— Begin DOCUMENT EXTRACT —

Hi @sevenm,
Taking this is a “broad question”, what you really want to know is how to identify the user journey in terms of multiple marketing touches.
There are a few posts published on this forum already that address this topic in one way or another which I give the reference to below. But first, let me elaborate more on domain_userid
and network_userid
.
The domain_userid
is a UUID which is generated by the Javascript tracker and stored in a (first party) cookie. Because it’s stored in a cookie, it’s not 100% perfect. If a user deletes their cookies, or the cookie expires, a new domain_userid
will be generated (which will make them look like a new user). Also, if the user visits from another browser or computer, it will look like this is a totally different user.
The network_userid
is set as a third party cookie ID and applicable to Clojure collector (set against the domain of the collector). It is typically used when site visitors need to be uniquely identified across multiple different domains (e.g. on a content or ad network). In a nutshell, the Clojure Collector receives events from the Snowplow JavaScript tracker, sets/updates a third-party user tracking cookie, and returns the pixel to the client. The ID in this third-party user tracking cookie is stored in the network_userid
field in Snowplow events. However, many browsers block 3rd party cookies by default (e.g. Safari & Firefox).
The IP address is also not a reliable identifier because a single user can have many IP addresses and many users can have the same one (e.g. one office) - it’s mainly used for the geo IP lookup and as a possible input in an identity stitching process (see below).
That’s why we provide additional identifiers. For example, the user_id
, the user_fingerprint
(aka browser fingerprint), and perhaps the user_ipaddress
.

— End DOCUMENT EXTRACT —

### WHAT TO DO:
**a)** According to the forum reply on Snowplow user identifiers, which collector is the network_userid applicable to?
**b)** Continue the forum reply on Snowplow user identifiers from the point where it stops.
The items after this point have no connection to the forum reply on Snowplow user identifiers.

— Begin ENTRIES SUPPLIED —

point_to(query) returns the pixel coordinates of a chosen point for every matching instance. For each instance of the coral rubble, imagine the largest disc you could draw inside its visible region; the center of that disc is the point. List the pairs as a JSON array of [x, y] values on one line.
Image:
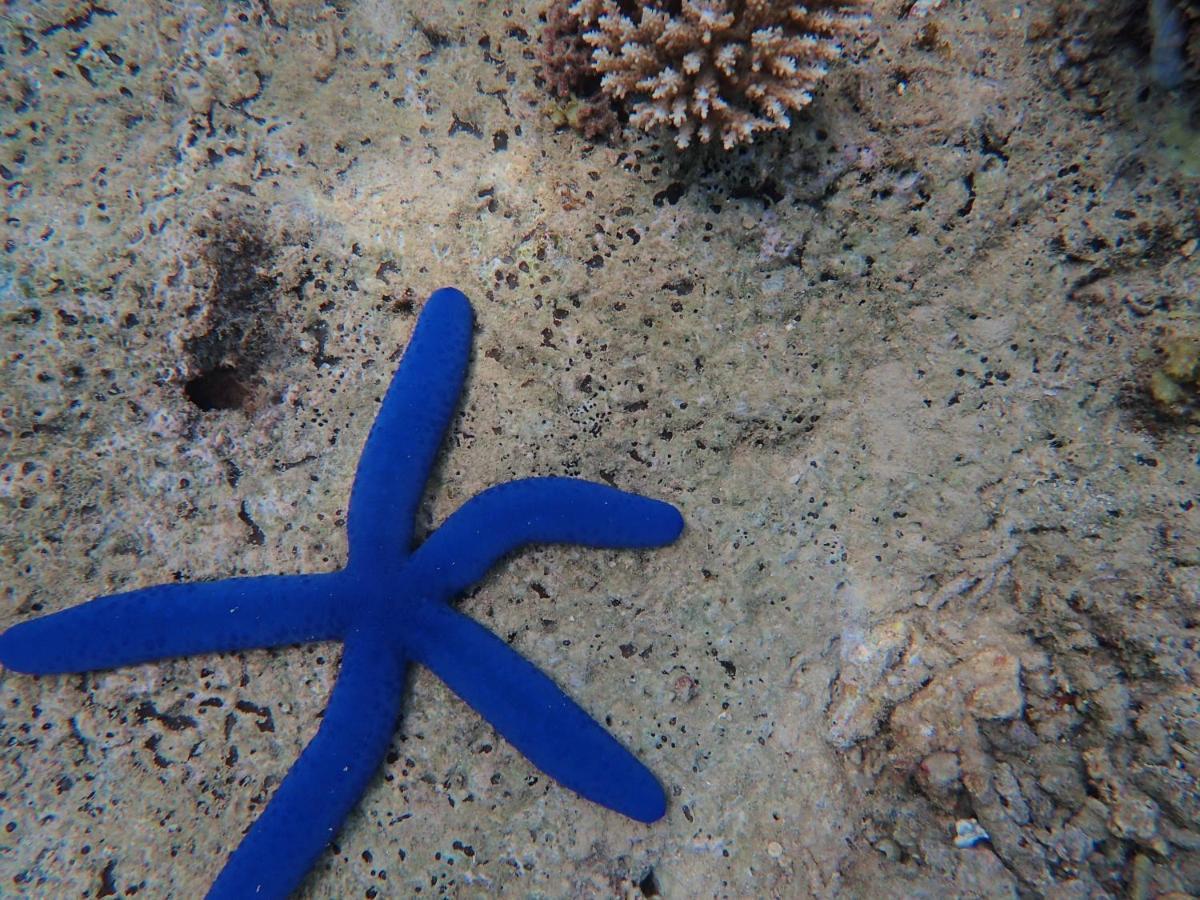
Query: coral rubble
[[719, 70]]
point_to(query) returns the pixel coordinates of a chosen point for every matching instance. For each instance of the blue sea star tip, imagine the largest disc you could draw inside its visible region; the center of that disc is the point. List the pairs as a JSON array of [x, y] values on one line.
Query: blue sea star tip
[[389, 605]]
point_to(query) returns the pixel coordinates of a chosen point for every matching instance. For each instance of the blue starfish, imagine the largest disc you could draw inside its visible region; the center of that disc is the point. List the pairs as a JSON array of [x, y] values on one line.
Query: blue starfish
[[389, 606]]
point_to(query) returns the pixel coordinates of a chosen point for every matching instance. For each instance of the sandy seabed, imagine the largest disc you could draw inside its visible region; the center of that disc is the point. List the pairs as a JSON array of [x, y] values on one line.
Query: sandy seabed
[[941, 569]]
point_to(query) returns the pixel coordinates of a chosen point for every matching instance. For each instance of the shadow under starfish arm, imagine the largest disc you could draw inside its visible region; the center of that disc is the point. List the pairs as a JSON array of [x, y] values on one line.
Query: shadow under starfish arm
[[177, 621], [533, 714], [327, 781]]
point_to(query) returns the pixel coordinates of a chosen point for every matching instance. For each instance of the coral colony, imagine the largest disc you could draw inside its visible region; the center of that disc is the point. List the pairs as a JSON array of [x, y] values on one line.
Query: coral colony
[[389, 606], [715, 70]]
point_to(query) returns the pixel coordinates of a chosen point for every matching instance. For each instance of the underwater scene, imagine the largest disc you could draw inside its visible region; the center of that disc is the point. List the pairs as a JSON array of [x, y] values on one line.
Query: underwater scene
[[600, 449]]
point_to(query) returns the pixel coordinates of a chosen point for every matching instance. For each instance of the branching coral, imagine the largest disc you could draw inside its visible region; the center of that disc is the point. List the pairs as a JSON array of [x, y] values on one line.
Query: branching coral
[[719, 70]]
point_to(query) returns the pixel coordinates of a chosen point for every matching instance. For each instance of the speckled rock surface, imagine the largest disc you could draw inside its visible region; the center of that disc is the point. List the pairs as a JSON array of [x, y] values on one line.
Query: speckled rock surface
[[941, 561]]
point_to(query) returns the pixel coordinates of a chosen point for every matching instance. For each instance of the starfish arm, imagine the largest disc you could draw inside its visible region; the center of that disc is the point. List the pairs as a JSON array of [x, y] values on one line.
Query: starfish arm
[[177, 621], [407, 432], [533, 714], [539, 510], [327, 781]]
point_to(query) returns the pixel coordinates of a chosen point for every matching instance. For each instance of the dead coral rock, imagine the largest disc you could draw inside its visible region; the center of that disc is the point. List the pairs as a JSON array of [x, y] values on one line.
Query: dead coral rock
[[720, 70]]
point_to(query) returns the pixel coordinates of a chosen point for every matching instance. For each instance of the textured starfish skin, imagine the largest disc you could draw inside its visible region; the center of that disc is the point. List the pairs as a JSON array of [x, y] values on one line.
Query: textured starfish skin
[[389, 605]]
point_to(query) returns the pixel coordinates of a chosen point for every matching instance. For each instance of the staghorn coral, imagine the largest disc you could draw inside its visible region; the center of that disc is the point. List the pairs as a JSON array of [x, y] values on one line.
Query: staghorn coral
[[715, 69], [567, 69]]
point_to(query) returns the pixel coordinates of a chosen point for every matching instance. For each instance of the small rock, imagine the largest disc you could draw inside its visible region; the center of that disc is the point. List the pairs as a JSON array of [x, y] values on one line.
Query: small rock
[[940, 778], [999, 695]]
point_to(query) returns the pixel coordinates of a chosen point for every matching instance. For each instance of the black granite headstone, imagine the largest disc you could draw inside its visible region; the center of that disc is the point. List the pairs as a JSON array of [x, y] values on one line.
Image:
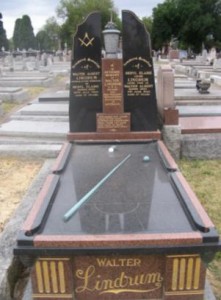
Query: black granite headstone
[[85, 86], [139, 85]]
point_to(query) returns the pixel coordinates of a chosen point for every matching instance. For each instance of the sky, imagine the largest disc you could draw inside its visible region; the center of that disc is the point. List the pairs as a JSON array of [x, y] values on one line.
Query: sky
[[39, 11]]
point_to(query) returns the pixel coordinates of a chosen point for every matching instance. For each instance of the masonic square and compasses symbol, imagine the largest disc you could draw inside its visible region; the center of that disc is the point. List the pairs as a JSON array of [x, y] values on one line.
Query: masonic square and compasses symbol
[[86, 41]]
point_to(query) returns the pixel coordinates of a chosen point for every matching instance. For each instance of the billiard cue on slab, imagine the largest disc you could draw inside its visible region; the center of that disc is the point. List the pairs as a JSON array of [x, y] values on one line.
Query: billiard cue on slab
[[71, 212]]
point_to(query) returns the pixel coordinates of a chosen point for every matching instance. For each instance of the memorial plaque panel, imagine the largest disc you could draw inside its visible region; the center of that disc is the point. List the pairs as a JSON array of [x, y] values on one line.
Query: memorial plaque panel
[[85, 87], [113, 118], [113, 122], [119, 277], [139, 85], [112, 78]]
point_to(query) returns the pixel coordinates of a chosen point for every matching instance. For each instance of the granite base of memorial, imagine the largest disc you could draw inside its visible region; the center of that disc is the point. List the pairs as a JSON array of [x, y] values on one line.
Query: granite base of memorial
[[141, 234]]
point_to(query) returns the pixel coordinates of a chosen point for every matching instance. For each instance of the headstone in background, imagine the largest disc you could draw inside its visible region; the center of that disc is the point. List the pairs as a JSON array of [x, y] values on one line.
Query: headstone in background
[[139, 85], [85, 86], [217, 64]]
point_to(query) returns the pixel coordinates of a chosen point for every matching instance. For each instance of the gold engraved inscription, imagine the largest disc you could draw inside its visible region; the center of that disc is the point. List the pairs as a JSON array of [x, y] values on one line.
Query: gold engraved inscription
[[92, 281], [112, 93], [124, 275], [113, 122], [86, 80], [138, 78]]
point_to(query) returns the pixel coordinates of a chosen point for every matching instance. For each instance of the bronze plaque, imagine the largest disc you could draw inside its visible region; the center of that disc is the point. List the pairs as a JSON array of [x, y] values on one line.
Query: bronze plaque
[[113, 122], [118, 277]]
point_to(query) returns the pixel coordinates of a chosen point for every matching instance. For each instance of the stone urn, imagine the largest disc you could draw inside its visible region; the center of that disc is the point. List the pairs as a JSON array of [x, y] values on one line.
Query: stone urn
[[203, 85]]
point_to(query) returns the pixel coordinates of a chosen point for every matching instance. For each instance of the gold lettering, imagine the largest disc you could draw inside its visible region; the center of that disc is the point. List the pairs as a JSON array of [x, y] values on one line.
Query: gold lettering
[[85, 276]]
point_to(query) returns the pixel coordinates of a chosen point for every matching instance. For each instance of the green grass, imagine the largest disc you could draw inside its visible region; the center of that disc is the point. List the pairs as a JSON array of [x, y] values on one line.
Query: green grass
[[204, 176]]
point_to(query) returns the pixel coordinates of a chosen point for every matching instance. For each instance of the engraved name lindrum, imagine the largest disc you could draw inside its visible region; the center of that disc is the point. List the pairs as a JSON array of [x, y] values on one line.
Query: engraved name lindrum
[[123, 276]]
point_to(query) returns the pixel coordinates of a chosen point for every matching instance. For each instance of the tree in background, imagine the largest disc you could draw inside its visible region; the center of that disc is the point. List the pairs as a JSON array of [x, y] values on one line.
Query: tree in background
[[148, 22], [192, 22], [73, 12], [3, 37], [48, 38], [23, 36]]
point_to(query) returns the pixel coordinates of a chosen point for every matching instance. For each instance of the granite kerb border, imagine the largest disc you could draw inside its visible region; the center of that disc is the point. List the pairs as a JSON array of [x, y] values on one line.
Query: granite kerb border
[[11, 269]]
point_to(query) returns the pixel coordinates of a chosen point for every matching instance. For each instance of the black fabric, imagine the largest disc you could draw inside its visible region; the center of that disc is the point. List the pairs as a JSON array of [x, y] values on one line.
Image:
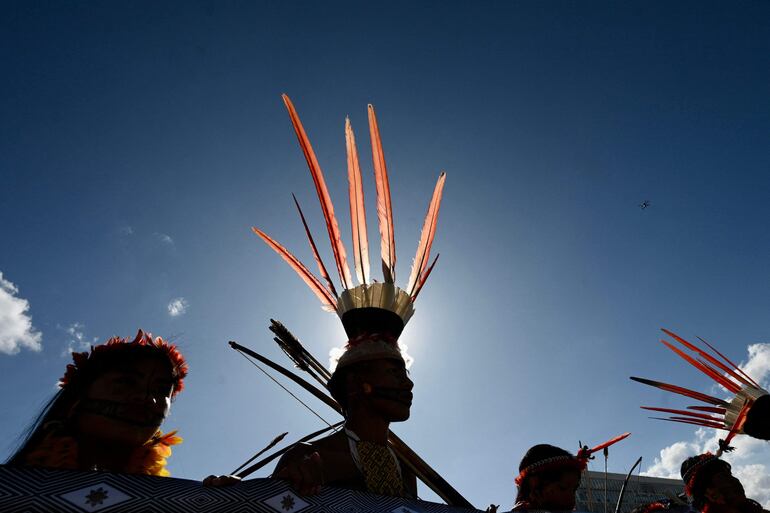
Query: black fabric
[[758, 419], [360, 321]]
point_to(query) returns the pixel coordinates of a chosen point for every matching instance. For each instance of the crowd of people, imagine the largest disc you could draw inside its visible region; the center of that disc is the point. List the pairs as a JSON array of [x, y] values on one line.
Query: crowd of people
[[113, 399]]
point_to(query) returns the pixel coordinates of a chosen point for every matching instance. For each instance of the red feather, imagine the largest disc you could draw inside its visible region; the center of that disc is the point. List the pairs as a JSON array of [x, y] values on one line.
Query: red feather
[[610, 442], [682, 391], [684, 412], [323, 196], [693, 422], [424, 278], [357, 210], [739, 422], [710, 409], [731, 363], [707, 356], [422, 256], [321, 266], [384, 210], [729, 385], [328, 302]]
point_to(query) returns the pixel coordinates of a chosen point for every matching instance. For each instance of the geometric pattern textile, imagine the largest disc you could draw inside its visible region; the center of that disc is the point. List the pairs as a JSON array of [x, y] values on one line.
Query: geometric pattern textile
[[37, 490], [380, 469]]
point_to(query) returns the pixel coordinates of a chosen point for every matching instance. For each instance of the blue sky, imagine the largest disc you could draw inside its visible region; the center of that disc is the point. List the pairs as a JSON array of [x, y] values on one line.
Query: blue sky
[[140, 142]]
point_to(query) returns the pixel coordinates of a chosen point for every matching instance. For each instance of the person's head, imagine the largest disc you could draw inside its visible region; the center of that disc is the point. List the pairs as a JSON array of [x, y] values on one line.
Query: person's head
[[119, 392], [709, 480], [548, 478], [758, 419], [371, 378]]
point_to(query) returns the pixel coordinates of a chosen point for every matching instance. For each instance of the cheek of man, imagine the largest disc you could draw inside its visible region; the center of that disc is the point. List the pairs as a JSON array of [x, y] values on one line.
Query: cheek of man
[[389, 389], [725, 489], [126, 405]]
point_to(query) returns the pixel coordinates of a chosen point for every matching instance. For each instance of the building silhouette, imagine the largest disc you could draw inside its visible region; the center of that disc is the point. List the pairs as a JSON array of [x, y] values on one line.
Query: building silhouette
[[640, 490]]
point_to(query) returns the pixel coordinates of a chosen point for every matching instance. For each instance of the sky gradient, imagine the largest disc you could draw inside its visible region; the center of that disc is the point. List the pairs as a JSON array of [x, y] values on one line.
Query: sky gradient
[[140, 143]]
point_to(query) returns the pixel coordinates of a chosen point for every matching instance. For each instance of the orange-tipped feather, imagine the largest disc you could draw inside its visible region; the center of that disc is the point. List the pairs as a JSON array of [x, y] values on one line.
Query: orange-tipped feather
[[738, 369], [693, 422], [422, 256], [610, 442], [684, 412], [708, 357], [739, 422], [681, 391], [323, 196], [710, 409], [328, 302], [729, 385], [384, 210], [357, 210], [321, 266], [424, 278]]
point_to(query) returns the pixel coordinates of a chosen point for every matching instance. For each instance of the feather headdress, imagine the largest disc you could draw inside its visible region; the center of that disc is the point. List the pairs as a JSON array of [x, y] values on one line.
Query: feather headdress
[[578, 462], [370, 306], [720, 414]]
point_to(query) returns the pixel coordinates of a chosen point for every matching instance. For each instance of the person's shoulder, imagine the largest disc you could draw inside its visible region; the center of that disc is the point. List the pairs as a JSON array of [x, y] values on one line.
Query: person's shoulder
[[335, 442]]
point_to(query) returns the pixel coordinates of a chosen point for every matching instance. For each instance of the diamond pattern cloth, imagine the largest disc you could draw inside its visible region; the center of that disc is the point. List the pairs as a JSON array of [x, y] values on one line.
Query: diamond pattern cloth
[[380, 469]]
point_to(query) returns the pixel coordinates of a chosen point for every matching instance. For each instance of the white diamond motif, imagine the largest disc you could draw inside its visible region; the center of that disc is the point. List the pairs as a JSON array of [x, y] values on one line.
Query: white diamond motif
[[286, 502], [96, 497]]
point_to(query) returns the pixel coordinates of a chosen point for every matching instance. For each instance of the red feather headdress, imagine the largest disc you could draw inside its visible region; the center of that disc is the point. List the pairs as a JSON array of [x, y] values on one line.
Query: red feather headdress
[[730, 415], [578, 462], [89, 362], [355, 304]]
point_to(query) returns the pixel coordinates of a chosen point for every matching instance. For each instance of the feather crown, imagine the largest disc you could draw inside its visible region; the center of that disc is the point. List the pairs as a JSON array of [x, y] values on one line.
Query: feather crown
[[371, 306], [720, 414], [578, 462]]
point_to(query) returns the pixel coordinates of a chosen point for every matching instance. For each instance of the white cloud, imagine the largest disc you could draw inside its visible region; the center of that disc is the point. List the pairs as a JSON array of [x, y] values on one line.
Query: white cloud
[[164, 238], [177, 307], [77, 341], [749, 460], [16, 330]]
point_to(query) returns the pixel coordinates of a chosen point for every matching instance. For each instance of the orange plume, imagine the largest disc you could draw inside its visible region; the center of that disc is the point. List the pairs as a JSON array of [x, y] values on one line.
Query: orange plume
[[681, 391], [384, 209], [323, 196], [422, 256], [357, 209], [327, 300], [321, 266]]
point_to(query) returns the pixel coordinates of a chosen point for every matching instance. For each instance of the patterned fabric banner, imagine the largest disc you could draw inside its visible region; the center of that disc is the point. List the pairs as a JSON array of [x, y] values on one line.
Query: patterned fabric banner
[[42, 490]]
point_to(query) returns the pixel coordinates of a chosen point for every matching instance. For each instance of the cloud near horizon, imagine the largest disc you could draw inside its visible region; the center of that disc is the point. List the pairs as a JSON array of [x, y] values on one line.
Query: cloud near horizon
[[16, 330], [177, 307], [751, 458], [77, 341]]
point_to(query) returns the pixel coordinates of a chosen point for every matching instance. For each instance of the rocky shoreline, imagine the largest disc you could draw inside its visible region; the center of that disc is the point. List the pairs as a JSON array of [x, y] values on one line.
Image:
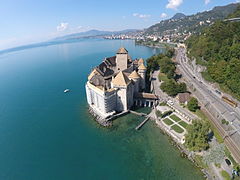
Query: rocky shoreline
[[102, 121], [184, 152]]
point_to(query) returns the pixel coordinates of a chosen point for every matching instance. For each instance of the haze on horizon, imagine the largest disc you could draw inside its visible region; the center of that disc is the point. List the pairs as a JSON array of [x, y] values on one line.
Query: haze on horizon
[[28, 21]]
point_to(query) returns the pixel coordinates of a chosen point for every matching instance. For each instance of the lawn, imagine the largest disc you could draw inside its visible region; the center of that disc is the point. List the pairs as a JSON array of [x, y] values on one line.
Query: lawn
[[168, 121], [183, 124], [200, 114], [175, 118], [225, 175], [177, 129]]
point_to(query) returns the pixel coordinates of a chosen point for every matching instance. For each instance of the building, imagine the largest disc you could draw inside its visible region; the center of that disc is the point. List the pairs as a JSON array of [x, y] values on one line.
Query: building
[[183, 98], [112, 85]]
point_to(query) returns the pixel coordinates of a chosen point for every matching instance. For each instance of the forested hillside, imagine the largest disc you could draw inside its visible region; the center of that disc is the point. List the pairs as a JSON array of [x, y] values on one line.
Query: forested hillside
[[182, 25], [218, 47]]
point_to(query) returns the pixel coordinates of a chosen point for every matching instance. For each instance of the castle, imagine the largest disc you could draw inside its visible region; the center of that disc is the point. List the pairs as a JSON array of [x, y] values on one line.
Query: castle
[[112, 85]]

— End ENTRIES SUPPLIED —

### TASK-BY-TASK ANSWERS:
**a)** The Clojure collector.

**b)**
The user_fingerprint
is generated once with each page load unless the user explicitly calls the setUserFingerprint
method. It takes the useragent, the string dimensions and colour depth, the timezone, the existence of session storage and local storage, and the list of plugins as inputs and uses the murmurhash function to convert those into the final fingerprint.
You can have a process in SQL that creates a map/graph between different identifiers. For example, if a user logs in into different browsers, you’ll see the same user_id
appear on 2 different domain_userid
. The same can happen if cookies are deleted. It’s then a reasonable assumption that all events belonging to these 2 domain_userid
actually belong to the same user_id
(even the events where the user_id
is not set, e.g. when the user is not logged in). This is what we call the identity stitching process.
Yali wrote a good post on this a while back: Identifying users (identity stitching) which should clarify the topic more.
More specifically about the touch attribution models, here the link to Yali’s tutorial: First and last touch attribution models in SQL [tutorial]. You could see that domain_userid
is the identifier used to track marketing touches by users.
Yet another tutorial on campaign tracking is here: Web traffic driven campaign tracking with Snowplow [tutorial]
Hopefully, the above is useful.